Given passage:
------------------------------------
20. A method for the cyclic multi-year management of a waste biomass in a biodigester according to the preceding claim 19, wherein said organic liquids are added to said waste within a module up to 10% by volume of the module of the digester.

21. A method for the cyclic multi-year management of a waste biomass in a biodigester according to any one of claims 17 to 20, wherein said step of activating further comprises one or more of the following treatments of the waste mass:

- treating said mass with a microbial bacterial and/or fungal preparation;

- adjusting the pH of said mass;

- adjusting the temperature of said mass.

22. A method for the cyclic multi-year management of a waste biomass in a biodigester according to the preceding claim 19, wherein said process liquid is heated to a temperature of about 50-60°C.

23. A method for the cyclic multi-year management of a waste biomass in a biodigester according to any one of the preceding claims 17 to 22, wherein said waste mass is collected over a period of about a year within each module .

24. A method for the cyclic multi-year management of a waste biomass in a biodigester according to any one of the preceding claims 17 to 23, wherein at the end of the step of collection of the biodigester, the waste mass is covered with a layer of insulating and/or waterproof material.

25. A method for the cyclic multi-year management of a waste biomass in a biodigester according to any one of the preceding claims 17 to 24, wherein said material is treated with a product which contributes to eliminating or reducing the formation of smell.

26. A method for the cyclic multi-year management of a waste biomass in a biodigester according to any one of the preceding claims 17 to 25, wherein said collected waste mass is kept at a temperature of 35-40°C.

27. A method for the cyclic multi-year management of a waste biomass in a biodigester according to any one of the preceding claims 17 to 26, comprising the further step of capturing and collecting gases developed from the collected waste mass.

28. A method for the cyclic multi-year management of a waste biomass in a biodigester according to any one of the preceding claims 17 to 27, wherein the process liquid is recirculated on top or into the collected waste mass.

29. A method for the cyclic multi-year management of a waste biomass in a biodigester according to any one of the preceding claims 17 to 28, comprising the further step of progressively emptying the biodigester at a speed (amount of waste/time) equal to that of filling each module.
------------------------------------
Available data:
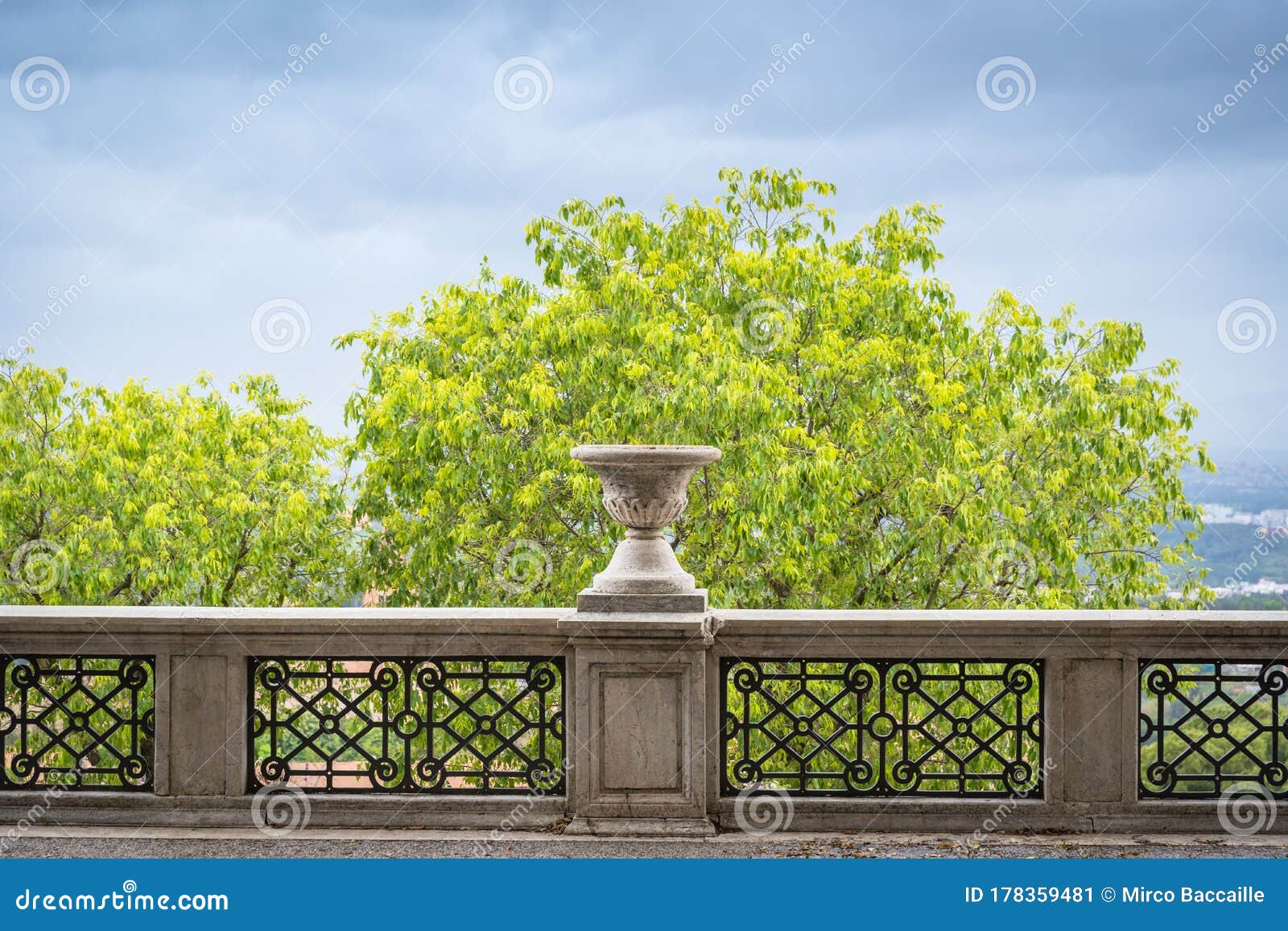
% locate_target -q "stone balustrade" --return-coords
------------------------------------
To do: Continue the numbered claims on managing waste biomass in a biodigester, starting after claim 29.

Exercise output:
30. A method for the cyclic multi-year management of a waste biomass in a biodigester according to the preceding claim, comprising the further step of reducing the relative humidity of the waste mass emptied from each module, obtaining a dry residue.

31. A method for the cyclic multi-year management of a waste biomass in a biodigester according to any one of the preceding claims 17 to 30, wherein the percentage of relative humidity at the end of said step is about 50%.

32. A method for the cyclic multi-year management of a waste biomass in a biodigester according to any one of the preceding claims 17 to 31, comprising the further step of producing electric energy and/or thermal energy and/or methane starting from biogas.

33. A method for the cyclic multi-year management of a waste biomass in a biodigester according to any one of the preceding claims 17 to 32, comprising the further step of producing one or more of the following: electric energy, thermal energy, soil or compost starting from the dry residue of said waste.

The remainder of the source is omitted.